[SOURCE EXTRACT]:
▽
Today’s post is slightly different. I had the privilege to interview Vironika Tugaleva -- the author of the book called “The Love Mindset,” and which only a month from being published hit the Amazon’s bestseller list!
Since
one of my posts called “Overcoming Rape” has been getting many views, one of
the questions I asked Vironika was; how did she manage to overcome such
tragic event?
I hope her answers will be very helpful to anyone who needs
guidance with overcoming such trauma.
So,
here it is:
Question: Vironika, your, obviously God –given talent
for writing, isn’t the only thing I admire about you. You strike me as the kind
of person who’s very profound and wise, and I believe it’s because of your
ability to see the connections between things.
For
example, in a different interview you stated:
“At the end of the day, I
realized that I didn’t need to quit smoking. I needed to quit hating myself.
I didn’t need to start
exercising. I needed to start respecting my body.
I didn’t need to stop drinking.
I needed to stop numbing my emotions.
I didn’t need to watch my
calories. I needed to watch my thoughts.”
How did you learn to see
those “links,” those connections?
Vironika: First of all, thank you. Those are very kind words.
And secondly, I am not sure that I learned.
△
[ITEMS]:
▽
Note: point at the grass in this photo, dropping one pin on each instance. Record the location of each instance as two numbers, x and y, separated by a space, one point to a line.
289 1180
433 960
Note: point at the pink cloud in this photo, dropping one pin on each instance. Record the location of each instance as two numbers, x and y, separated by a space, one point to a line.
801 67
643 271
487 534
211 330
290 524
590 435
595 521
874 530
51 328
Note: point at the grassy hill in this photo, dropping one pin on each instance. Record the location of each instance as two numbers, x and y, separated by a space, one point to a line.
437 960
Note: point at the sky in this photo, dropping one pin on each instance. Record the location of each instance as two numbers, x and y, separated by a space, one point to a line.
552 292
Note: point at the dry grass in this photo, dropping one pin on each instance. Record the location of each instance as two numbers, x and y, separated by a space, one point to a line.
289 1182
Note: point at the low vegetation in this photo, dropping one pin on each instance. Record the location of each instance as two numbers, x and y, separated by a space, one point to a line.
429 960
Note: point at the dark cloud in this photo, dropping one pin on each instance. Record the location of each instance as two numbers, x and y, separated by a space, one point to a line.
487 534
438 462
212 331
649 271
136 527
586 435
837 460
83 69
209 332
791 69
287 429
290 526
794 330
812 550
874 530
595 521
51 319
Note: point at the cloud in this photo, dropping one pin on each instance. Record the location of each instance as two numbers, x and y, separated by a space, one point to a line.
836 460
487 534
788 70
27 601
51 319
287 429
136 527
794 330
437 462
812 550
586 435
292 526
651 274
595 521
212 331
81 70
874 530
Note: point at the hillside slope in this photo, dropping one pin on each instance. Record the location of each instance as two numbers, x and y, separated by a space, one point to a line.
△
[REQUIREMENTS]:
- 1) Answer these questions using the interview with Vironika Tugaleva:
(a) What is the title of her book?
(b) Which of the interviewer's posts has been getting many views?
(c) In the quoted passage, what does she say she needed to stop instead of stopping drinking?
- 2) Write the next part of the interview with Vironika Tugaleva, beginning after her reply "And secondly, I am not sure that I learned."

[RESULTS FOR EACH TASK]:
- 1)
(a) "The Love Mindset"
(b) "Overcoming Rape"
(c) Numbing her emotions

- 2)
In school, I was excellent at
exceeding the requirements of a rubric. It was a lovely skill in school, but it
didn’t get me very far in life. All I really knew how to do was search out the
expectations and then surpass them. There was no creativity in it. There was no
passion. I was the model classroom student, but I was not a model life student.
I was a performer, not a learner.
When I broke down a few years
ago, it was like something had let loose inside of me. Suddenly, I began to see
more than I’d ever seen before. I saw, first, the connection between myself and
others. This exploded inside my mind, linking together tangled memories and
disembodied pieces of understanding.
All I knew my whole life was
will power and here was this inner power awakening inside of me. It needed no
pushing or replenishing. It was spilling out of me faster than I could get a
hold on it.
I began to read more and
more. I watched an obscene amount of TED talks and spoke to people about things
I was passionate about. I stopped wasting my time with things that didn’t
interest me, and I consumed myself in things that made me come alive.
In that state, I began to see
connections everywhere. In reading my work, you’ll find many metaphors. I see
metaphors all around me. When I go to an art gallery, I see the lives of my
clients on the paper. When I listen to a song, I hear the beating of the
patterns of civilization reverberating throughout its melody. I don’t try to
and I didn’t learn to.
Most importantly, I think we all
can. All I am is inspired. The word “inspiration” comes from the latin spiro, which means spirit. I’m simply
guided by a part of me that is already connected to everything in infinite
oneness. I see connections because things are connected. If anything, I don’t
see enough of them. Life, to me, is a giant kaleidoscope of patterns.
Discovering patterns sets me on fire.
Question: You are a
vegetarian. Can you describe why you chose this life style, and what impact, if
any, this had on your spiritual awakening?
Vironika: I’ve actually
been a vegetarian since I was 14. At the time, it was a peer pressure thing.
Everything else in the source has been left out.